◆ **JOB**:
From the forum thread below on checking a tent with Amtrak, set down word for word the stretch from "Don't carry camp" through "spilling the fuel.".

◆ **PASSAGE TO READ**:
—————

# Large Tent as a Checked Bag?



## Smashley_RR (Mar 26, 2022)

My husband and I are planning to travel from Ohio out to Montana this summer but cannot figure out if our tent will be able to be checked. We made sure our stations do checked baggage, we just want to be sure we will have a tent to travel with. We have a larger tent, not a backpacking tent, and would prefer not to buy a new one for this journey. 

It is in its own carrying bag and under the linear inches and weight for checked bags. All the posts I have seen are about small tents that are in other suitcases/luggage. This would just be the tent in its own nylon, zippered bag, that has a couple click straps on top and long carrying handles. It seems to us like it could be considered a "Special" checked baggage item, but not specifically listed there and the chat function was not helpful in answering this question. 

We do not have much cross-country Amtrak experience, so any wisdom on this subject would be helpful! Thank you!


----------



## Maglev (Mar 26, 2022)

Smashley_RR said:


> ...It is in its own carrying bag and under the linear inches and weight for checked bags....This would just be the tent in its own nylon, zippered bag, that has a couple click straps on top and long carrying handles...



There should be no problem with this. I hope you have a great trip!


----------



## tgstubbs1 (Mar 26, 2022)

I'm sure they would allow it. Does it have metal or fiberglass poles?


----------



## John Santos (Mar 26, 2022)

My small, but much larger than backpacking sized, 2-person tent with metal poles fits easily inside a large LL Bean roller duffel bag, along with most of my camping equipment, hiking boots, sleeping bag, pad, etc. No problem checking it on Amtrak.

Don't carry camp stove or lantern fuel, e.g. butane, propane, etc. in your luggage It is hazardous and not allowed. I buy my fuel at a camping or outdoor store near my destination and leave any leftovers at the registration place with a note "free to a good home." Stoves and lanterns without the fuel tank are fine. I would avoid gasoline (Coleman fuel, aka naptha or white gas) or kerosene stoves or lanterns as they are hard to thoroughly dry out and trying to empty them, you risk spilling the fuel.


----------



## MARC Rider (Mar 26, 2022)

John Santos said:


> My small, but much larger than backpacking sized, 2-person tent with metal poles fits easily inside a large LL Bean roller duffel bag, along with most of my camping equipment, hiking boots, sleeping bag, pad, etc. No problem checking it on Amtrak.

—————

◆ **RECORDED INFORMATION**:
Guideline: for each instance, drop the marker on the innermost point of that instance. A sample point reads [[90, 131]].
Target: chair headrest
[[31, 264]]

—————

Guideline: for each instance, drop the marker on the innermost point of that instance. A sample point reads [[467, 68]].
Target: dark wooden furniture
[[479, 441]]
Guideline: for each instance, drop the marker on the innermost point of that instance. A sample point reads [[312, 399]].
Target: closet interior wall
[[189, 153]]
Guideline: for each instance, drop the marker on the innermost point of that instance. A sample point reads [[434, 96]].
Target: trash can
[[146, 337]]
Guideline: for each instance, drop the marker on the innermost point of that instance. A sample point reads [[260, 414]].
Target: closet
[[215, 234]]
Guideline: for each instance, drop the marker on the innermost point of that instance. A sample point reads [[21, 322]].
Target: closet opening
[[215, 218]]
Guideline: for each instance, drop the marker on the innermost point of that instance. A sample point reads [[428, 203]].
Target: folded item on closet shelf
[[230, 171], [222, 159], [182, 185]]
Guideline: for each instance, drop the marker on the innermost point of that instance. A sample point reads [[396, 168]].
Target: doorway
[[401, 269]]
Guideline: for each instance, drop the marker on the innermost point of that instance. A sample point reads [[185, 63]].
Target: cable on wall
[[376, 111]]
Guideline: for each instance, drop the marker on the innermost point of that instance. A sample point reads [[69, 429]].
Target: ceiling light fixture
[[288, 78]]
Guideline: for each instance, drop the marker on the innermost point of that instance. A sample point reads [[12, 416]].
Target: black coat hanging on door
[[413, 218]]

—————

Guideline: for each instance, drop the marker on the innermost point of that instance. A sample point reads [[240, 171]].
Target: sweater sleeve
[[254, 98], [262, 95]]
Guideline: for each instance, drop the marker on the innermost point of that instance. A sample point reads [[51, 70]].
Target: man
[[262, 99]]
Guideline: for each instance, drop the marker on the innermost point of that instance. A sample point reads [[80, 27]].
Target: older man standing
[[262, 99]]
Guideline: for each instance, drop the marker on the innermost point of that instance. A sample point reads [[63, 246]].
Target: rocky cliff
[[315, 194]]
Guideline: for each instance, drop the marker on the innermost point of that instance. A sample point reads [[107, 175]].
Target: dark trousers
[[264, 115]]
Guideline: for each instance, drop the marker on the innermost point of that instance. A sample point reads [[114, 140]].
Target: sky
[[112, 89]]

—————

◆ **COMPLETED EXERCISE**:
Don't carry camp stove or lantern fuel, e.g. butane, propane, etc. in your luggage It is hazardous and not allowed. I buy my fuel at a camping or outdoor store near my destination and leave any leftovers at the registration place with a note "free to a good home." Stoves and lanterns without the fuel tank are fine. I would avoid gasoline (Coleman fuel, aka naptha or white gas) or kerosene stoves or lanterns as they are hard to thoroughly dry out and trying to empty them, you risk spilling the fuel.